How many lines in the rows below contain the string "jacket"? Case matters. Give only the number.

** Begin EXTRACTED MATERIAL **

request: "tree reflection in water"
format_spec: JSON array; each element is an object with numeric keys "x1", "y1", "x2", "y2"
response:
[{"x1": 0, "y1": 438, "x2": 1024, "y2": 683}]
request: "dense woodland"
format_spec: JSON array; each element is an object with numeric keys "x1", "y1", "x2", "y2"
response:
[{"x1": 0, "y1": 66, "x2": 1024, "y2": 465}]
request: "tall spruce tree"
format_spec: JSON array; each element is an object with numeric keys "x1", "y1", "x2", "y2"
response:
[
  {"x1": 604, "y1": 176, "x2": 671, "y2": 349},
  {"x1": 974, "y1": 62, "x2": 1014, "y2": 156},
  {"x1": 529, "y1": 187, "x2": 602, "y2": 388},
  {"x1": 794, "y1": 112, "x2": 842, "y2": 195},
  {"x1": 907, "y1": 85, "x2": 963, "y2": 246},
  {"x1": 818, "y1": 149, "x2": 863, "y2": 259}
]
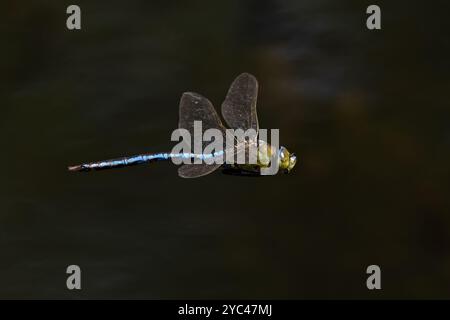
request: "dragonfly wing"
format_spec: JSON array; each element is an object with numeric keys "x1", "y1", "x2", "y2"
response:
[
  {"x1": 178, "y1": 92, "x2": 225, "y2": 136},
  {"x1": 178, "y1": 92, "x2": 225, "y2": 178},
  {"x1": 222, "y1": 73, "x2": 259, "y2": 132}
]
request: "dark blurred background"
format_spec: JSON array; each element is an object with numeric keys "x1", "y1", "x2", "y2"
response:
[{"x1": 0, "y1": 0, "x2": 450, "y2": 299}]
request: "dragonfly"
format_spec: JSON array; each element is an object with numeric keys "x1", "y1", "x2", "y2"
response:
[{"x1": 68, "y1": 73, "x2": 297, "y2": 178}]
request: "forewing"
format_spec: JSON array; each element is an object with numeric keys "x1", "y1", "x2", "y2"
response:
[
  {"x1": 222, "y1": 73, "x2": 259, "y2": 132},
  {"x1": 178, "y1": 92, "x2": 225, "y2": 136},
  {"x1": 178, "y1": 92, "x2": 225, "y2": 178}
]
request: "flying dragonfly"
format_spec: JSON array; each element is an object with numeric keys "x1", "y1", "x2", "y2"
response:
[{"x1": 68, "y1": 73, "x2": 297, "y2": 178}]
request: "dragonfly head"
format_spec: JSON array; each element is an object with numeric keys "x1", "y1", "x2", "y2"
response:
[{"x1": 278, "y1": 147, "x2": 297, "y2": 173}]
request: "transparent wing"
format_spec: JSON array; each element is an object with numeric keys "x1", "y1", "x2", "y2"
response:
[
  {"x1": 222, "y1": 73, "x2": 259, "y2": 132},
  {"x1": 178, "y1": 92, "x2": 225, "y2": 136},
  {"x1": 178, "y1": 92, "x2": 225, "y2": 178}
]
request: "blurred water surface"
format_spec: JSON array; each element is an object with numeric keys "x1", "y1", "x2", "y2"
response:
[{"x1": 0, "y1": 0, "x2": 450, "y2": 298}]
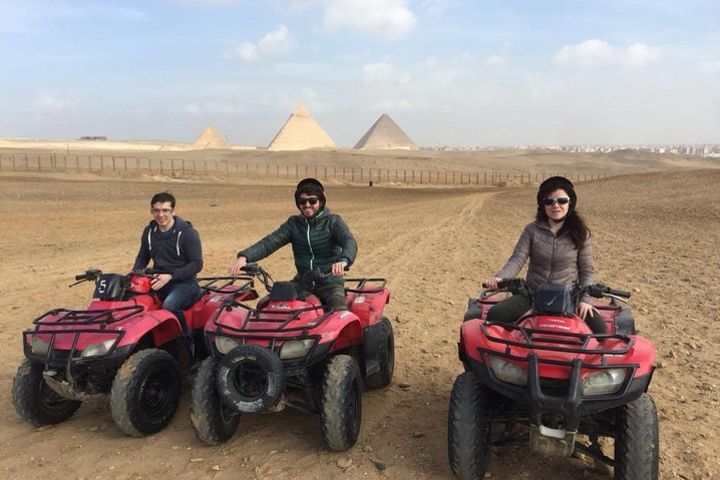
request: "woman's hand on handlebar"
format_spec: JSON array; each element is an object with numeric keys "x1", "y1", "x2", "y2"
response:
[
  {"x1": 229, "y1": 257, "x2": 247, "y2": 277},
  {"x1": 483, "y1": 277, "x2": 502, "y2": 290},
  {"x1": 331, "y1": 262, "x2": 347, "y2": 277}
]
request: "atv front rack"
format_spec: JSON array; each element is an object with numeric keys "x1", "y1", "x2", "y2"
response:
[{"x1": 480, "y1": 322, "x2": 635, "y2": 355}]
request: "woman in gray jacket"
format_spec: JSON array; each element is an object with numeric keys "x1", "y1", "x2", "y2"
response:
[{"x1": 486, "y1": 177, "x2": 607, "y2": 333}]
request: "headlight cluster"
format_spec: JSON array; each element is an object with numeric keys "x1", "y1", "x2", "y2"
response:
[
  {"x1": 80, "y1": 338, "x2": 117, "y2": 358},
  {"x1": 215, "y1": 336, "x2": 315, "y2": 360},
  {"x1": 490, "y1": 355, "x2": 527, "y2": 385},
  {"x1": 30, "y1": 335, "x2": 50, "y2": 356},
  {"x1": 215, "y1": 336, "x2": 240, "y2": 355},
  {"x1": 280, "y1": 338, "x2": 315, "y2": 360},
  {"x1": 582, "y1": 368, "x2": 627, "y2": 397}
]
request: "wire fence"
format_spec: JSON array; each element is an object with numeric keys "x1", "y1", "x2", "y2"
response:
[{"x1": 0, "y1": 152, "x2": 608, "y2": 185}]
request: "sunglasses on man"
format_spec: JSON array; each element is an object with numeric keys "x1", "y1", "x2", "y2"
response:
[
  {"x1": 297, "y1": 197, "x2": 320, "y2": 205},
  {"x1": 543, "y1": 197, "x2": 570, "y2": 207}
]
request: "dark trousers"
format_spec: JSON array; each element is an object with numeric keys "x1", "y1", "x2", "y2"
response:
[
  {"x1": 293, "y1": 280, "x2": 348, "y2": 310},
  {"x1": 478, "y1": 293, "x2": 607, "y2": 333},
  {"x1": 158, "y1": 281, "x2": 202, "y2": 341}
]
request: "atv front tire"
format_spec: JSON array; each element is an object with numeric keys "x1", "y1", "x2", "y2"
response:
[
  {"x1": 615, "y1": 393, "x2": 660, "y2": 480},
  {"x1": 366, "y1": 317, "x2": 395, "y2": 388},
  {"x1": 190, "y1": 357, "x2": 240, "y2": 445},
  {"x1": 110, "y1": 348, "x2": 181, "y2": 437},
  {"x1": 12, "y1": 359, "x2": 81, "y2": 427},
  {"x1": 448, "y1": 372, "x2": 490, "y2": 480},
  {"x1": 320, "y1": 355, "x2": 363, "y2": 452}
]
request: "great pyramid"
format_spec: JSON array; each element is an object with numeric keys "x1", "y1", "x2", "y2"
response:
[
  {"x1": 355, "y1": 113, "x2": 417, "y2": 150},
  {"x1": 268, "y1": 105, "x2": 335, "y2": 150},
  {"x1": 191, "y1": 125, "x2": 230, "y2": 150}
]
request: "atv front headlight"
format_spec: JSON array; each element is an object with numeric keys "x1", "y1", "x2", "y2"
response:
[
  {"x1": 280, "y1": 338, "x2": 315, "y2": 360},
  {"x1": 30, "y1": 335, "x2": 50, "y2": 356},
  {"x1": 215, "y1": 336, "x2": 240, "y2": 355},
  {"x1": 80, "y1": 338, "x2": 116, "y2": 358},
  {"x1": 489, "y1": 355, "x2": 527, "y2": 385},
  {"x1": 582, "y1": 368, "x2": 627, "y2": 397}
]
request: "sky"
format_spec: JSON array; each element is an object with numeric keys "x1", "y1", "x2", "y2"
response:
[{"x1": 0, "y1": 0, "x2": 720, "y2": 147}]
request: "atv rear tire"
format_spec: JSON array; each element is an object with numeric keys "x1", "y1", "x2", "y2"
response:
[
  {"x1": 12, "y1": 359, "x2": 81, "y2": 427},
  {"x1": 110, "y1": 348, "x2": 181, "y2": 437},
  {"x1": 320, "y1": 355, "x2": 363, "y2": 452},
  {"x1": 448, "y1": 372, "x2": 490, "y2": 480},
  {"x1": 366, "y1": 317, "x2": 395, "y2": 388},
  {"x1": 190, "y1": 357, "x2": 240, "y2": 445},
  {"x1": 216, "y1": 345, "x2": 285, "y2": 413},
  {"x1": 615, "y1": 393, "x2": 660, "y2": 480}
]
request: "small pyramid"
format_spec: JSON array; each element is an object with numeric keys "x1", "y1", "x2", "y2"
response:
[
  {"x1": 355, "y1": 113, "x2": 417, "y2": 150},
  {"x1": 268, "y1": 105, "x2": 335, "y2": 150},
  {"x1": 192, "y1": 125, "x2": 230, "y2": 150}
]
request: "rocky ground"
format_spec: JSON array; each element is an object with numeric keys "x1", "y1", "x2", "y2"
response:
[{"x1": 0, "y1": 170, "x2": 720, "y2": 479}]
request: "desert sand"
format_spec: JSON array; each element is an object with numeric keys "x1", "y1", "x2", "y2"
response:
[{"x1": 0, "y1": 164, "x2": 720, "y2": 480}]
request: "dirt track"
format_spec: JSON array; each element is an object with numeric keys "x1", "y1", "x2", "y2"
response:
[{"x1": 0, "y1": 171, "x2": 720, "y2": 479}]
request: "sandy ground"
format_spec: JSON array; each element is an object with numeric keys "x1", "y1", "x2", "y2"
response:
[{"x1": 0, "y1": 170, "x2": 720, "y2": 480}]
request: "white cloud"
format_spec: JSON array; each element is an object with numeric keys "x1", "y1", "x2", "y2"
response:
[
  {"x1": 294, "y1": 0, "x2": 417, "y2": 41},
  {"x1": 485, "y1": 54, "x2": 506, "y2": 67},
  {"x1": 362, "y1": 63, "x2": 410, "y2": 83},
  {"x1": 420, "y1": 0, "x2": 448, "y2": 17},
  {"x1": 554, "y1": 39, "x2": 660, "y2": 68},
  {"x1": 223, "y1": 24, "x2": 292, "y2": 62},
  {"x1": 34, "y1": 93, "x2": 75, "y2": 112}
]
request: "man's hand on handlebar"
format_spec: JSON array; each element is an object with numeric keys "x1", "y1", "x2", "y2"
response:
[
  {"x1": 150, "y1": 273, "x2": 172, "y2": 291},
  {"x1": 331, "y1": 262, "x2": 347, "y2": 277},
  {"x1": 230, "y1": 257, "x2": 247, "y2": 277},
  {"x1": 483, "y1": 277, "x2": 503, "y2": 290}
]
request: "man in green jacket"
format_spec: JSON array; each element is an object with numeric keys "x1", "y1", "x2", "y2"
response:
[{"x1": 230, "y1": 178, "x2": 357, "y2": 310}]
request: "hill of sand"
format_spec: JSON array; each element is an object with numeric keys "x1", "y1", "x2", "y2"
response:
[
  {"x1": 0, "y1": 170, "x2": 720, "y2": 480},
  {"x1": 354, "y1": 113, "x2": 417, "y2": 150},
  {"x1": 268, "y1": 105, "x2": 335, "y2": 150},
  {"x1": 189, "y1": 125, "x2": 230, "y2": 150}
]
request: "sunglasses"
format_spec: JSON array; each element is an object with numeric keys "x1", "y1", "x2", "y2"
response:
[
  {"x1": 543, "y1": 197, "x2": 570, "y2": 207},
  {"x1": 297, "y1": 197, "x2": 320, "y2": 205},
  {"x1": 150, "y1": 208, "x2": 172, "y2": 215}
]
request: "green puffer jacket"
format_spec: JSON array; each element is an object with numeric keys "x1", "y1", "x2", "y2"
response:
[{"x1": 237, "y1": 207, "x2": 357, "y2": 281}]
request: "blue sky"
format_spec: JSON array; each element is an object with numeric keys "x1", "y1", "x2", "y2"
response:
[{"x1": 0, "y1": 0, "x2": 720, "y2": 146}]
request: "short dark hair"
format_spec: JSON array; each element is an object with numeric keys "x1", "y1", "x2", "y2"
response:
[{"x1": 150, "y1": 192, "x2": 175, "y2": 208}]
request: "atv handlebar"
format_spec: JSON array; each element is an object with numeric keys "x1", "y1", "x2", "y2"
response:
[{"x1": 482, "y1": 278, "x2": 631, "y2": 299}]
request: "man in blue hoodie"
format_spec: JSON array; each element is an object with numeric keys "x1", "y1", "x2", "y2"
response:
[{"x1": 133, "y1": 192, "x2": 203, "y2": 346}]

** End EXTRACTED MATERIAL **

• _EXERCISE RESPONSE_: 3